Exercise materials:
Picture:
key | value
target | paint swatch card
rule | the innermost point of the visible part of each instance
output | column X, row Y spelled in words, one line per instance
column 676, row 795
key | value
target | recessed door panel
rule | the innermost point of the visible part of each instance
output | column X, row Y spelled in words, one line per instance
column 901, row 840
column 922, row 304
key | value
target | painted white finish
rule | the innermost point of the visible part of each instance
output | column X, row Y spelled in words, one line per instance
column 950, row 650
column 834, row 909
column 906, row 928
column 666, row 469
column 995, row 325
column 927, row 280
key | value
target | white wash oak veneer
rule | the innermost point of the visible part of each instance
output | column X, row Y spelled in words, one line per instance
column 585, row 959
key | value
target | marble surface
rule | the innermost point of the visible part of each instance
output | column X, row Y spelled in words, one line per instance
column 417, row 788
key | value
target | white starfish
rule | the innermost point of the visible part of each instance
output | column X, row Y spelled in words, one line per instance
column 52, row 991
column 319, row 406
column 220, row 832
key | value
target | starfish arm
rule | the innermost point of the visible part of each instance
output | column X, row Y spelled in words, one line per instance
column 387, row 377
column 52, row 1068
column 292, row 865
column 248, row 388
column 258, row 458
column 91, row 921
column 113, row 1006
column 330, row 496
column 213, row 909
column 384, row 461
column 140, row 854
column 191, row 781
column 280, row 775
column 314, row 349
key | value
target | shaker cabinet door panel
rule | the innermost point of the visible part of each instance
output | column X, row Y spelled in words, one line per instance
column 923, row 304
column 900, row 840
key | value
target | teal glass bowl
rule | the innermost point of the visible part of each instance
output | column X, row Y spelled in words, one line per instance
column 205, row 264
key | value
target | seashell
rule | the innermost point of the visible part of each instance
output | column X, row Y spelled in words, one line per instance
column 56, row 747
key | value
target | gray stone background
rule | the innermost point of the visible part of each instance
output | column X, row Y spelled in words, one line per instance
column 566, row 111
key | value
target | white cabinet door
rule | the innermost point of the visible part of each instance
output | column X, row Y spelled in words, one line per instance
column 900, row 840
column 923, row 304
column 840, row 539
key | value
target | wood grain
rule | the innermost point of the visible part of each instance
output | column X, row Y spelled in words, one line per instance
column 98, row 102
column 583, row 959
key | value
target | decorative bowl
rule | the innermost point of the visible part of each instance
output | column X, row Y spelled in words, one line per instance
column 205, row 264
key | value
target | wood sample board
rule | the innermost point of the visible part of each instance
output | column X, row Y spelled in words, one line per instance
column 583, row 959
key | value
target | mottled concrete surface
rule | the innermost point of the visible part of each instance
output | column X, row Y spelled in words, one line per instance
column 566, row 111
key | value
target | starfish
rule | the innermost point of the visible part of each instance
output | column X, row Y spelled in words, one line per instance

Given instruction:
Rewrite the lines above, putting "central" wherever "innermost" appears and leaving everything else unchanged.

The answer:
Picture:
key | value
target | paint swatch card
rule | the central point of the visible part of each instance
output | column X, row Y spelled in words, one line per instance
column 676, row 795
key | value
target | recessed door panel
rule | the central point of the visible part of each instance
output | column X, row Y spelled in words, one line per instance
column 901, row 840
column 922, row 304
key | value
target | painted white finish
rule | the central point of the visible part of each instance
output | column X, row Y spelled in words, one line per instance
column 950, row 650
column 834, row 909
column 906, row 928
column 666, row 469
column 995, row 325
column 927, row 280
key | value
target | white wash oak veneer
rule | the central point of the visible part of each instance
output | column X, row Y spelled in words, one line per instance
column 585, row 959
key | value
target | marble surface
rule | the central point of the visible part of each instance
output | column X, row Y spelled in words, one line per instance
column 417, row 788
key | value
target | white starfish
rule | the central point of the visible part of each instance
output | column X, row Y spelled in words, one line per instance
column 52, row 991
column 319, row 406
column 220, row 832
key | value
target | starfish arm
rule | the central point of the visible part of each instance
output | column X, row Y spelled in words, one line per instance
column 387, row 377
column 52, row 1068
column 292, row 865
column 248, row 388
column 258, row 458
column 91, row 921
column 113, row 1006
column 330, row 496
column 213, row 909
column 384, row 461
column 140, row 854
column 191, row 781
column 280, row 775
column 314, row 349
key | value
target | shaker cabinet door panel
rule | the central point of the visible part of each instance
output | column X, row Y spelled in words, one line per instance
column 923, row 304
column 900, row 840
key | value
target | teal glass bowl
rule | the central point of the visible part of each instance
output | column X, row Y spelled in words, one line per instance
column 205, row 264
key | value
target | seashell
rule | the central point of the visible part of each instance
output | column X, row Y spelled in words, one line per instance
column 56, row 747
key | value
target | gray stone background
rule | the central point of the visible part of each instance
output | column X, row Y spelled in words, one line per instance
column 566, row 111
key | value
target | white cabinet door
rule | the central point of the visible part of each instance
output | column X, row Y spelled in words, one line per instance
column 900, row 840
column 923, row 304
column 840, row 539
key | value
target | wood grain
rule | the central point of the visible part of each instance
output | column X, row Y spelled in words, one line per instance
column 98, row 102
column 583, row 959
key | value
target | decorative bowl
rule | the central point of the visible part of each instance
output | column X, row Y spelled in words, one line per instance
column 205, row 264
key | value
target | wood sample board
rule | the central point of the visible part of each instance
output | column X, row Y spelled in words, one line per instance
column 583, row 959
key | value
target | mottled concrete surface
rule | the central point of the visible part of each instance
output | column X, row Y spelled in words, one line per instance
column 566, row 111
key | value
target | starfish
rule | the central point of the visible part of each instance
output | column X, row Y spelled in words, one line per instance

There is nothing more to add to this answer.